* EXERCISE OBJECTIVE *
How many lines in the records below contain the string "instance"? Reply with the number alone.

Saved entries
========
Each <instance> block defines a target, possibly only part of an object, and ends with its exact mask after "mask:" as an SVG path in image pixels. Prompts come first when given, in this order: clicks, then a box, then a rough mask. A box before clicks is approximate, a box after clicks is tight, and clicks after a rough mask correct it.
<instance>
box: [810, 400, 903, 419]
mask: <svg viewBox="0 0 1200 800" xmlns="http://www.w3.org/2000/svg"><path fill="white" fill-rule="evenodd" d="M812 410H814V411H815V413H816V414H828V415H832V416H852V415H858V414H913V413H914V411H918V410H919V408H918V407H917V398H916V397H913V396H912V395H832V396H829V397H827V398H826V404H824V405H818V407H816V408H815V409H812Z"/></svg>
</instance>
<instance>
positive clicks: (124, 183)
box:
========
* FINISHED EXERCISE *
4